* **Problems to solve**
(a) Echo the regex thread word for word, between "I'm expecting to" and "end STUFF end')", inclusive.
(b) Using the regex thread, answer each of these:
(i) What result did the poster expect to get?
(ii) Which flag is passed to re.compile in the poster's code?
(iii) Which function does the reply recommend?

* **Document section**
0

I need to find the first occurrence of a string between two substrings in a large string in python, and I'm getting some unexpected behavior. Here's an example:

import re
str = 'STUFF start STUFF I CARE ABOUT end STUFF end STUFF end'
regex = re.compile('start.*end',re.DOTALL)
stufficareabout = regex.search(str)
print(stufficareabout.group())

I'm expecting to get 'start STUFF I CARE ABOUT end' as a result, but I'm instead getting 'STUFF start STUFF I CARE ABOUT end STUFF end STUFF end'. I thought regex.search returns the first match it finds, which to me would mean it would stop after the first "end" match, not keep going until the last one.

1 Answers1

0

You can use re.findall with ".*?":

import re
a, *_ = re.findall('start.*?end', 'STUFF start STUFF I CARE ABOUT end STUFF end STUFF end')

(Point placement records)
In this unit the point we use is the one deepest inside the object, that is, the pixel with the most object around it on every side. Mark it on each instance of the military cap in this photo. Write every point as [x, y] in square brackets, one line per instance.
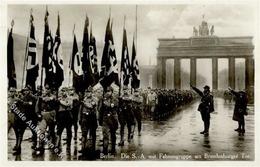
[109, 89]
[12, 89]
[206, 87]
[137, 90]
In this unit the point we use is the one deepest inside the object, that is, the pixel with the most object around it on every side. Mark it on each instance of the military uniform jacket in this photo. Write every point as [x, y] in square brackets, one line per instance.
[137, 102]
[207, 103]
[88, 117]
[108, 112]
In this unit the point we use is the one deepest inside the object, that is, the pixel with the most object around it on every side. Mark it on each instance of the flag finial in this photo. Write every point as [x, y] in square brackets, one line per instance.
[73, 31]
[12, 23]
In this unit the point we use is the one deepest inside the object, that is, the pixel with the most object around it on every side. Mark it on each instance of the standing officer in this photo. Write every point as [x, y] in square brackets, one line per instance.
[64, 118]
[240, 109]
[125, 115]
[88, 120]
[206, 106]
[137, 109]
[152, 101]
[46, 106]
[108, 119]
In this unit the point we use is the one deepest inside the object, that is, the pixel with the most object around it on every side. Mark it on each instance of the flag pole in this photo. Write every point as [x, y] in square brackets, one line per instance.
[42, 54]
[26, 50]
[73, 33]
[120, 80]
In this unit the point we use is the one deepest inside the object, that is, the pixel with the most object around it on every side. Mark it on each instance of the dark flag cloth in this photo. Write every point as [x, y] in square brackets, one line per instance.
[32, 59]
[109, 69]
[10, 61]
[57, 64]
[125, 62]
[76, 67]
[47, 54]
[93, 56]
[135, 83]
[88, 76]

* **Exercise solutions**
(a)
I'm expecting to get 'start STUFF I CARE ABOUT end' as a result, but I'm instead getting 'STUFF start STUFF I CARE ABOUT end STUFF end STUFF end'. I thought regex.search returns the first match it finds, which to me would mean it would stop after the first "end" match, not keep going until the last one.

1 Answers1

0

You can use re.findall with ".*?":

import re
a, *_ = re.findall('start.*?end', 'STUFF start STUFF I CARE ABOUT end STUFF end STUFF end')

(b)
(i) 'start STUFF I CARE ABOUT end'
(ii) re.DOTALL
(iii) re.findall